* [TEXT PROVIDED]:
“Some mental disorders aren’t merely common—they’re the norm”, or so a recent Science News article, “Rates of common mental disorders double up“, reports. Notice the orange bar in the graph (left) which shows a recent prospective study(1) of 1000 New Zealanders assessed for mental disorders eleven times between the ages of 3 and 32. I have little doubt that such a study done in American would surpass New Zealand’s 50% number. Something is bizarre about this data, in my view. First, why not read it to see what you think.
All right, my first thought was, how can it be that half the human population has a ‘common mental disorder’? Disorders are presumably non-normal events, unless your living at the edge of a black hole. Something this common can’t be non-normal, can it?
Although, that is not the real bone I have to pick with this report. The larger issue for me is that researchers are focusing on what is a symptom of our culture rather than underlying causes. Indeed, this is especially so if mental disorders are the norm now. Given that the norm now is a 50/50 chance of having a mental disorder, perhaps something more fundamental is taking place. I imagine this something, lying at the heart of our ‘normal’ culture, is something we may not wish to see.
I suspect that most mental disorders we see now are caused by an increasing sense of disconnection people feel. The remarkable popularity of Facebook, email, cell-phones, and as well as social outlets in general, comes out of our deep seated need to feel more connected than we do. Simply put, we have an social thirst that goes unquenched. I can’t imagine members of close knit tribal groups (the ‘norm’ long ago) being this socially ‘thirsty’. They had the true social security that a life-long bond of interdependent relationships provides. The unintended consequence of civilization is the lost of the close-knit tribal life style. The closest match to this type of connection now-a-days is the nuclear family. However, the civilization in which a family finds itself competes for each individual’s loyalty (loyalty being just another aspect of social connection). Civilization spawns a house divided.
I suppose many people will find this view untenable. After all, we’re taught that civilization is ‘progress’ and thus a boon to humanity. Certainly civilization has been a boon materially speaking. However, we want to have our cake and eat it too. The idea that trading ‘up’ from tribal life to civilization lead to mental disorders is hard to entertain if one values civilization and naively expects progress to be a ‘win win’. As I’ve noted before, the world we see tends to reflect what we expect to see, which is largely what we’ve been taught to see. That makes a researchers task difficult, especially any researcher in the ‘pseudo’ social sciences, where observations are easily colored by cultural expectations.
(1) Prospective study: A study in which the subjects are identified and then followed forward in time.

* [QUESTIONS]:
A: Sum up the post about mental disorders in two sentences.
B: Quote the post about mental disorders between "I suppose many" and "by cultural expectations.", inclusive.
The listing that comes after this has nothing to do with the post about mental disorders.

* [DATA]:
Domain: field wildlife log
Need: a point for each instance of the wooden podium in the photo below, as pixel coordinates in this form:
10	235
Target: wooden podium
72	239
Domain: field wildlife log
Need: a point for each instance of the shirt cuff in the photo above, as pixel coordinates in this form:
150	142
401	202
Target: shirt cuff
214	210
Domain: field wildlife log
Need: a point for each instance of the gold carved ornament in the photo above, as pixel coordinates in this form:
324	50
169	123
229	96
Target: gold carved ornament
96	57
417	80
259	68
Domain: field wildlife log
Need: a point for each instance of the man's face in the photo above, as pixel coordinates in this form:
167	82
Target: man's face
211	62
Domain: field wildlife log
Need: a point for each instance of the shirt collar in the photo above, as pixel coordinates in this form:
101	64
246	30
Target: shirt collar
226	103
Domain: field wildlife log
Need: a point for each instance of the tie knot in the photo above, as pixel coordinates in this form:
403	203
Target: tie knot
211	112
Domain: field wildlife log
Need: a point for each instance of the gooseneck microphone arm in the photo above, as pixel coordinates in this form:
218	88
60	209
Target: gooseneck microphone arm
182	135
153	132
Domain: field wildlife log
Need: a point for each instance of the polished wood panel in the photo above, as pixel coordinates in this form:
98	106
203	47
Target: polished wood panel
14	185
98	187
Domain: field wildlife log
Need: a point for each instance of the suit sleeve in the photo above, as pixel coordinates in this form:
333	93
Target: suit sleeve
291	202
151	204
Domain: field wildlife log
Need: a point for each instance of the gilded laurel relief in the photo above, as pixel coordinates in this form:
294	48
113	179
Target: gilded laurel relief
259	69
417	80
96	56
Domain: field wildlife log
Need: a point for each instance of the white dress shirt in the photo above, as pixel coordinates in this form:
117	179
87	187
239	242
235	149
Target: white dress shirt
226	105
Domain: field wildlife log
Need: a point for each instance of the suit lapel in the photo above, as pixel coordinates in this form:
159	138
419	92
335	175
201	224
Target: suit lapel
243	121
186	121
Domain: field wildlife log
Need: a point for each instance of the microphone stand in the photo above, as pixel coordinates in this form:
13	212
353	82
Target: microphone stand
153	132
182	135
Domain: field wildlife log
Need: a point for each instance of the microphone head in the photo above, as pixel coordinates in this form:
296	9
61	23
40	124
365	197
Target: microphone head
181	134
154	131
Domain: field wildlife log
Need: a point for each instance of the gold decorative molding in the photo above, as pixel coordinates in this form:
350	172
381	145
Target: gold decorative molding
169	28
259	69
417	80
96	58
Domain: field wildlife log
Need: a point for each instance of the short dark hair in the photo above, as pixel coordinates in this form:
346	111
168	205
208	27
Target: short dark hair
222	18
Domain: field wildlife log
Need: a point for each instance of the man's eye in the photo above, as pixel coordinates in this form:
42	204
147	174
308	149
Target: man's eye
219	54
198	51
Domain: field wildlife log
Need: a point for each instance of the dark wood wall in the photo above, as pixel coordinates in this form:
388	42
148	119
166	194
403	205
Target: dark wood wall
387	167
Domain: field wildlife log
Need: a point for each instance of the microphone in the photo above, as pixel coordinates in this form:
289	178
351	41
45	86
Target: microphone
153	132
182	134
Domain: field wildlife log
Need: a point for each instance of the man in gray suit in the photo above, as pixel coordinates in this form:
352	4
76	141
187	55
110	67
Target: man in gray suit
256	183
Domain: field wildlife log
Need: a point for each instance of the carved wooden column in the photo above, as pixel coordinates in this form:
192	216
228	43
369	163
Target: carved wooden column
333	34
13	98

* [RESPONSES BY ITEM NUMBER]:
A: A Science News report on a New Zealand study says about half of people have a common mental disorder, which the writer finds bizarre and takes as a sign that researchers are looking at a symptom of our culture instead of its underlying causes. The writer suspects most of these disorders come from a growing sense of disconnection since civilization replaced close-knit tribal life, and expects many people to reject this view because they are taught that civilization is progress.

B:
I suppose many people will find this view untenable. After all, we’re taught that civilization is ‘progress’ and thus a boon to humanity. Certainly civilization has been a boon materially speaking. However, we want to have our cake and eat it too. The idea that trading ‘up’ from tribal life to civilization lead to mental disorders is hard to entertain if one values civilization and naively expects progress to be a ‘win win’. As I’ve noted before, the world we see tends to reflect what we expect to see, which is largely what we’ve been taught to see. That makes a researchers task difficult, especially any researcher in the ‘pseudo’ social sciences, where observations are easily colored by cultural expectations.